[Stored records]
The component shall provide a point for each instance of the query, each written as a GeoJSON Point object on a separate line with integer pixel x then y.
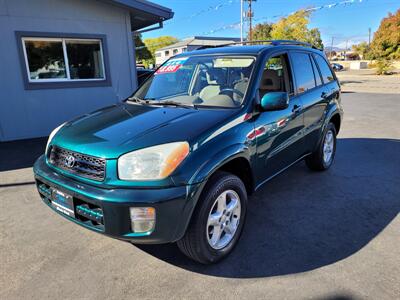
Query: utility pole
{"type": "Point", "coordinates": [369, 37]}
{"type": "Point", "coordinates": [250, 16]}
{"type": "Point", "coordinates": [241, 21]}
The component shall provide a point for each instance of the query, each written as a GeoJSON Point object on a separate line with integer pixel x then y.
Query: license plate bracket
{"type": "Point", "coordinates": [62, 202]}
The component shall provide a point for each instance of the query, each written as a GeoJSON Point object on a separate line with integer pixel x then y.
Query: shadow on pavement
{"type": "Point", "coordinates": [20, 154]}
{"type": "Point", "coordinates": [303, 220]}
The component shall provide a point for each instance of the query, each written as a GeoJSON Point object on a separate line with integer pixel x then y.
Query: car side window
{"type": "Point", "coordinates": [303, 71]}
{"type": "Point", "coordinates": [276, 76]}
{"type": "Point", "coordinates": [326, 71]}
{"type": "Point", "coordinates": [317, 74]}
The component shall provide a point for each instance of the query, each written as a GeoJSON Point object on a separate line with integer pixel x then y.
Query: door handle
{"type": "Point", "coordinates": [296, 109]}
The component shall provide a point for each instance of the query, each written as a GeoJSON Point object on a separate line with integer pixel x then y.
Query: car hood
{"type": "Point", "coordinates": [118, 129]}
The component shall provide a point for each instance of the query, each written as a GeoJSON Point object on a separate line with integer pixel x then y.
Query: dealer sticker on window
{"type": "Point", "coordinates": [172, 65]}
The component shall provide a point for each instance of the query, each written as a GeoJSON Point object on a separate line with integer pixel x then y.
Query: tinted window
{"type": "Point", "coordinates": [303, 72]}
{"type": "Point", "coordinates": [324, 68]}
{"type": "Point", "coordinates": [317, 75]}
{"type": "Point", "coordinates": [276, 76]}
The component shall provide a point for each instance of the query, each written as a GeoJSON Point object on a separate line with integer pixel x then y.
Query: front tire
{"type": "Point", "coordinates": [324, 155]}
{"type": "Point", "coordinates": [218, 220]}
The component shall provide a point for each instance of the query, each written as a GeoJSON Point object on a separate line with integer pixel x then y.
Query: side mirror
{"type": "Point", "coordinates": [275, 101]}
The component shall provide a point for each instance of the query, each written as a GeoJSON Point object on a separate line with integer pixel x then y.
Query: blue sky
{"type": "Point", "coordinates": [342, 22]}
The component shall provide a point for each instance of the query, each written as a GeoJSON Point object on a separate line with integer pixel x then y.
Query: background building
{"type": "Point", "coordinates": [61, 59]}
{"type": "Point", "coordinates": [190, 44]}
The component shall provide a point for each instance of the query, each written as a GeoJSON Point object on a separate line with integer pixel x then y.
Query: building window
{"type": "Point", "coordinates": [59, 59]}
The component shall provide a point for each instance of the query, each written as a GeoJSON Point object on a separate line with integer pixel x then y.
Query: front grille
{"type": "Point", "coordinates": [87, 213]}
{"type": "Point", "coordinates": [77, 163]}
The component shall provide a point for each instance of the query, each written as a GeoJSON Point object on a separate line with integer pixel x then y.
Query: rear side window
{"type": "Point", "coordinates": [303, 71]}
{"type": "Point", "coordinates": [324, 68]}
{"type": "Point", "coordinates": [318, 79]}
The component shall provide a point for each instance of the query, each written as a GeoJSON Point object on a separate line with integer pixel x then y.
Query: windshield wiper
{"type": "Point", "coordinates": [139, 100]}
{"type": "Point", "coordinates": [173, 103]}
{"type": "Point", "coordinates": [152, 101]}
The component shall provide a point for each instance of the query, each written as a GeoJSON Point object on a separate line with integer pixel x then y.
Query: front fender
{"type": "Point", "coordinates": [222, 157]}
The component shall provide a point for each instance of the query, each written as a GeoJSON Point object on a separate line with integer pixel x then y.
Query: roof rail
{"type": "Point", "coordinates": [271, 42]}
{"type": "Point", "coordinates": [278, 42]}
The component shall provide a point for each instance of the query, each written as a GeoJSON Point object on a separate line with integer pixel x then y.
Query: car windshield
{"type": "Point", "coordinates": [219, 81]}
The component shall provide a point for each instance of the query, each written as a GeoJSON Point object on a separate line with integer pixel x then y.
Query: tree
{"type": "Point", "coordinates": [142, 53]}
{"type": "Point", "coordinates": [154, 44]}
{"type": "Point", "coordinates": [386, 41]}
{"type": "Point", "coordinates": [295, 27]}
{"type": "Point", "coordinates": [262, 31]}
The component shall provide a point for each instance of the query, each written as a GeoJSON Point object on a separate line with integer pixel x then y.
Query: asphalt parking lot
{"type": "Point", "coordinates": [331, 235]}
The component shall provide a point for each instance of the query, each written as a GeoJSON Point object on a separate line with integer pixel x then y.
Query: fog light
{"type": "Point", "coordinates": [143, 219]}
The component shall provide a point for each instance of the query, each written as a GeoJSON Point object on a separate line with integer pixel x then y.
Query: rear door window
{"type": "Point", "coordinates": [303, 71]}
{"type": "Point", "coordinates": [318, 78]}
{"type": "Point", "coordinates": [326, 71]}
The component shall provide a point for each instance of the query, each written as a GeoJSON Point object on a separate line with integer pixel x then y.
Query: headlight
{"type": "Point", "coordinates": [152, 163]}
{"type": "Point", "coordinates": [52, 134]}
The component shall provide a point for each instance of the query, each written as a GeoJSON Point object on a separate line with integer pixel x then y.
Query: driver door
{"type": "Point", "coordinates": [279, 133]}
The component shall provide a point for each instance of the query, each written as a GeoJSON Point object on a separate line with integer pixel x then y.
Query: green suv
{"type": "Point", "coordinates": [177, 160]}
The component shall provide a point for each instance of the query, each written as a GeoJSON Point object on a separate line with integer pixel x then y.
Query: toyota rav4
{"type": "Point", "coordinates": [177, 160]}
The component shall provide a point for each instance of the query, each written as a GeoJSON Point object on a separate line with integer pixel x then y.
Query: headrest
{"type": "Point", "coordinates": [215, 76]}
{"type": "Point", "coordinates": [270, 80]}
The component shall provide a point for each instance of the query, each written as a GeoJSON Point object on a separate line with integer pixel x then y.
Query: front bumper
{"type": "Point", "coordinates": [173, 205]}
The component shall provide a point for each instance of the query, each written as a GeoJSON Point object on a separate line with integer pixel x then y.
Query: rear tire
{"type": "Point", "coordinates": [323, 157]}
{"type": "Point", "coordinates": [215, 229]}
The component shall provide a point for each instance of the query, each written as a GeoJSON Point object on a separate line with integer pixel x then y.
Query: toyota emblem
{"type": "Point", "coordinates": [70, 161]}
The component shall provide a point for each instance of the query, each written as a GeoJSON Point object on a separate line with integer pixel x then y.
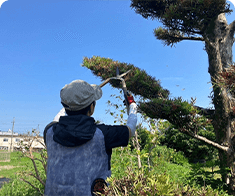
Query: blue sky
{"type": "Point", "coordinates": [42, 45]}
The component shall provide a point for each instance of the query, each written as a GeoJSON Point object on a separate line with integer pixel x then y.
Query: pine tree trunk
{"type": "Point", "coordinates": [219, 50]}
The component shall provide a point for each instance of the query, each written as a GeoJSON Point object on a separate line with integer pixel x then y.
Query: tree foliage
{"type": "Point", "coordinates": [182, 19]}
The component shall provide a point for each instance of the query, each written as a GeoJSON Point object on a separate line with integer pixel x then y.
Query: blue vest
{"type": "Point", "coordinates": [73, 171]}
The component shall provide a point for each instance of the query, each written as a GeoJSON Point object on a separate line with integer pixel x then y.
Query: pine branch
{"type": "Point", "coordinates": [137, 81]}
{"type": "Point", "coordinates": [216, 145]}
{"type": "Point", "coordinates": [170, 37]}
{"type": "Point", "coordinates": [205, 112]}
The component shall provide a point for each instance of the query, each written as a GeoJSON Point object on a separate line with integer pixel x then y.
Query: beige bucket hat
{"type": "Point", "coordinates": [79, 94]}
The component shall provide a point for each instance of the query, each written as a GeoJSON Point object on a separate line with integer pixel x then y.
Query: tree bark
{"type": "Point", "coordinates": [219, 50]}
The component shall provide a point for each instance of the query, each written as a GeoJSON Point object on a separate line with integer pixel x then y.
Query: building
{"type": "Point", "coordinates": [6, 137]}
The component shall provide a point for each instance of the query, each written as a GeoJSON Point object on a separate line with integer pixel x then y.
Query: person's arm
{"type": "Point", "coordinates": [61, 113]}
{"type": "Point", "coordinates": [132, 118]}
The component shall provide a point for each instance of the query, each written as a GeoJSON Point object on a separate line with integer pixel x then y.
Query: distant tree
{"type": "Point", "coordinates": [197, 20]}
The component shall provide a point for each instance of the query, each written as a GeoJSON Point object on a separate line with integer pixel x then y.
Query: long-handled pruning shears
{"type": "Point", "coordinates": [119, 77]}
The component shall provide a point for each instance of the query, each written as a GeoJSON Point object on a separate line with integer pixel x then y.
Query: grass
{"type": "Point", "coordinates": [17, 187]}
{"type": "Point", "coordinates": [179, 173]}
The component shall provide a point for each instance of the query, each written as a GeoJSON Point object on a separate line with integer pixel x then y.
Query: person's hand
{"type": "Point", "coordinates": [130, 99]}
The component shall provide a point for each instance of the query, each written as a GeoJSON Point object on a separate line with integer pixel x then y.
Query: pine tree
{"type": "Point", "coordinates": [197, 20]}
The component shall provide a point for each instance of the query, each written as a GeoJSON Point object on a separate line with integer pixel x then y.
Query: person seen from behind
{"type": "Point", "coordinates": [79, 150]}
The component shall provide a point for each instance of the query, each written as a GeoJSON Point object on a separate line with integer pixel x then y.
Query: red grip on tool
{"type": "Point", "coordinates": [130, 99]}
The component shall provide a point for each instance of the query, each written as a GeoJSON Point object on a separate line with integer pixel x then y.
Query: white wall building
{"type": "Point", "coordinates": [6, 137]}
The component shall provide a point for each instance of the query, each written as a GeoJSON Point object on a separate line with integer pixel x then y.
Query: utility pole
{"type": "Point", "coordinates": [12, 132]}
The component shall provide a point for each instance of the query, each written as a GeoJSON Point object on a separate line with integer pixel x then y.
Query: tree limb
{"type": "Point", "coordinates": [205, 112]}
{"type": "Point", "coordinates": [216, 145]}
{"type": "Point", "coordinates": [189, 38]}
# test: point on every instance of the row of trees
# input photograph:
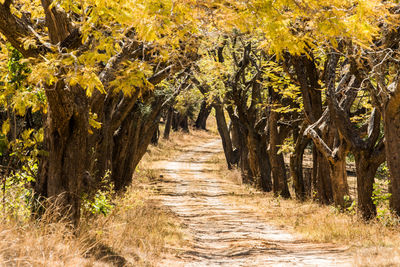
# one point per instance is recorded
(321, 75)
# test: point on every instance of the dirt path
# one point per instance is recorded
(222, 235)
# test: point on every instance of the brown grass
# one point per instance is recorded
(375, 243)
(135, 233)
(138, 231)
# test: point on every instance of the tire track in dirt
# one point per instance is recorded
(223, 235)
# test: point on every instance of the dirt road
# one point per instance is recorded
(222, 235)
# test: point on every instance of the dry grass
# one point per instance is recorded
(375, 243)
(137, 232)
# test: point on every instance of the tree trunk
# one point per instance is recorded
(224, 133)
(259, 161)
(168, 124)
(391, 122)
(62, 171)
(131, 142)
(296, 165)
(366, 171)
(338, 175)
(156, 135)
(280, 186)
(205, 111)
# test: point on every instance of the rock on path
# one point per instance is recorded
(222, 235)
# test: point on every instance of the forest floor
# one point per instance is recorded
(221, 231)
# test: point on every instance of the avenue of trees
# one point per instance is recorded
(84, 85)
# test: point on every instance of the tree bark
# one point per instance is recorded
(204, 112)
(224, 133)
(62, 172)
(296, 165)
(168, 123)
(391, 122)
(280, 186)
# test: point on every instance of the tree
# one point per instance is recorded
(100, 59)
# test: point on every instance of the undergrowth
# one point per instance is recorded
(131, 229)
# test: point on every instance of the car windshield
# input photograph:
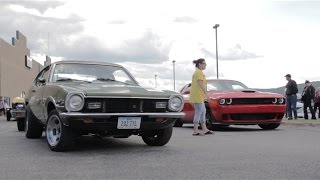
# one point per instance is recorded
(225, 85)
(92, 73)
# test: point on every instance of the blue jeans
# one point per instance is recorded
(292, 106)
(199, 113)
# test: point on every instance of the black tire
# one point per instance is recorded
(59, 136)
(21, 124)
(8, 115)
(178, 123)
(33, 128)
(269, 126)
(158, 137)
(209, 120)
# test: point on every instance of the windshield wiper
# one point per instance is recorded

## Problem description
Find the line containing "# test: point on every instance of the tire" in the listing above. Please restate word for word that line through the last one, leaving out the pictures.

## Task response
# test: point on every instance of the tire track in dirt
# one point per instance is recorded
(223, 235)
# test: point on every instance of the dirt road
# one point per instance is recorded
(222, 235)
# test: point on every instance of the dry grass
# one point per instance is recorded
(375, 243)
(137, 232)
# test: point on every instance of the tree trunk
# one point per instance is recorded
(224, 133)
(259, 161)
(168, 124)
(391, 122)
(62, 171)
(131, 142)
(296, 165)
(366, 171)
(338, 175)
(156, 135)
(280, 186)
(205, 111)
# test: point on every instance of the rock on path
# one point per instance is recorded
(222, 235)
# test: point on every instance of the forest floor
# one point per instance is recorded
(221, 231)
# test: point on every instance of the avenue of trees
# one point per instance is recorded
(84, 85)
# test: point on every instance of the tree bark
# one point per instance is recorded
(204, 112)
(224, 133)
(62, 172)
(296, 165)
(168, 123)
(391, 122)
(280, 186)
# test: point on every instance of the tree
# one point per instance is recorded
(100, 59)
# test: point on every instance of the undergrowth
# one point per instance is recorded
(131, 229)
# test: point on every instance of the car windshield
# input photograph:
# one point per instance is recorded
(225, 85)
(92, 73)
# test: point on every instance of the blue jeans
# one point per instance is recorded
(292, 106)
(199, 113)
# test: point on every instance of the black tire
# one point per instance is recorded
(59, 136)
(21, 124)
(8, 115)
(178, 123)
(33, 128)
(269, 126)
(158, 137)
(209, 120)
# test: point on every instance of the windshield wiper
# one point per instance is recorded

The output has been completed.